## Instruction
From the records below, rewrite only the stretch from the line containing "Reviewer note: verify that every instance of the green tent" through the line containing "[[884, 165]]", requests included. Scale each point coordinate in the answers by 0.6 and round to whole numbers, with halves going up, but leave the requests and their format samples unchanged.

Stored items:
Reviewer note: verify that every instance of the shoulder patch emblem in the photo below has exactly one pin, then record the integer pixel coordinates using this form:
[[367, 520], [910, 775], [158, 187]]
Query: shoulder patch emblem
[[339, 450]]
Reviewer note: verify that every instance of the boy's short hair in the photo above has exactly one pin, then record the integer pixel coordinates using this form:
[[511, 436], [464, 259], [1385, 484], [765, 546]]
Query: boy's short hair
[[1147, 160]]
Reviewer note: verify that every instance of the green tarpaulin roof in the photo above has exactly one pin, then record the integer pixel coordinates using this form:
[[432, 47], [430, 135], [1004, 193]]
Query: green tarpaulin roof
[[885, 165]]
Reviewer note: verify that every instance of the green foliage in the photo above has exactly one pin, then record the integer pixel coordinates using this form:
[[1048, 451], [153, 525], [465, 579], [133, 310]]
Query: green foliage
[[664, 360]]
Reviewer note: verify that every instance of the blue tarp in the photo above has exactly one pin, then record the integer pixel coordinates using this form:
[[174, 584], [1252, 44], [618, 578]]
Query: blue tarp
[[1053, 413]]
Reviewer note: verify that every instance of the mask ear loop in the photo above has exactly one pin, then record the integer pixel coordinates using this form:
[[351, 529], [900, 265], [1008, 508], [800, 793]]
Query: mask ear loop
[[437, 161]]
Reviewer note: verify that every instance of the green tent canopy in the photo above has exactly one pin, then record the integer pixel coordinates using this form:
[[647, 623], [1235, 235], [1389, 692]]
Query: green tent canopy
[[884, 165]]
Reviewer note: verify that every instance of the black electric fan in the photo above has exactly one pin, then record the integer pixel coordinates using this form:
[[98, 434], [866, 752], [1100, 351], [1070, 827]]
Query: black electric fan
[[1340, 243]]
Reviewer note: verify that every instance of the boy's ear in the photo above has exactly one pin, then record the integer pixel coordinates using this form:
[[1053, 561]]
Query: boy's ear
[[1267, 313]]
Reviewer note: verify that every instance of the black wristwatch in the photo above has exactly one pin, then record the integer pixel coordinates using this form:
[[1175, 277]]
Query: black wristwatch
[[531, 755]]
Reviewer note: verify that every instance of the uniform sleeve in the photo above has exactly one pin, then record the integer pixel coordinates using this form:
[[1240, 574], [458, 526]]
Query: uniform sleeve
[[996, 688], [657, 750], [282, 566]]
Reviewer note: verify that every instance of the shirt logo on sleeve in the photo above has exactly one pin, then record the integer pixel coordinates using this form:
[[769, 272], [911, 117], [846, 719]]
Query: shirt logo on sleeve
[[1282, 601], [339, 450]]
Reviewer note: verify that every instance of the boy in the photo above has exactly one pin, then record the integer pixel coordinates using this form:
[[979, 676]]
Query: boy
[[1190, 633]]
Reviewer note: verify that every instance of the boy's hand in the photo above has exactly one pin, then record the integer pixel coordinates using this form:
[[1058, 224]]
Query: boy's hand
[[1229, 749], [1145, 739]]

## Complete answer
Reviewer note: verify that every instance of the green tent canopy in the photo above has exactly one pin, then record the integer pixel coordinates using this form:
[[647, 623], [1235, 235], [1389, 692]]
Query: green tent canopy
[[530, 99]]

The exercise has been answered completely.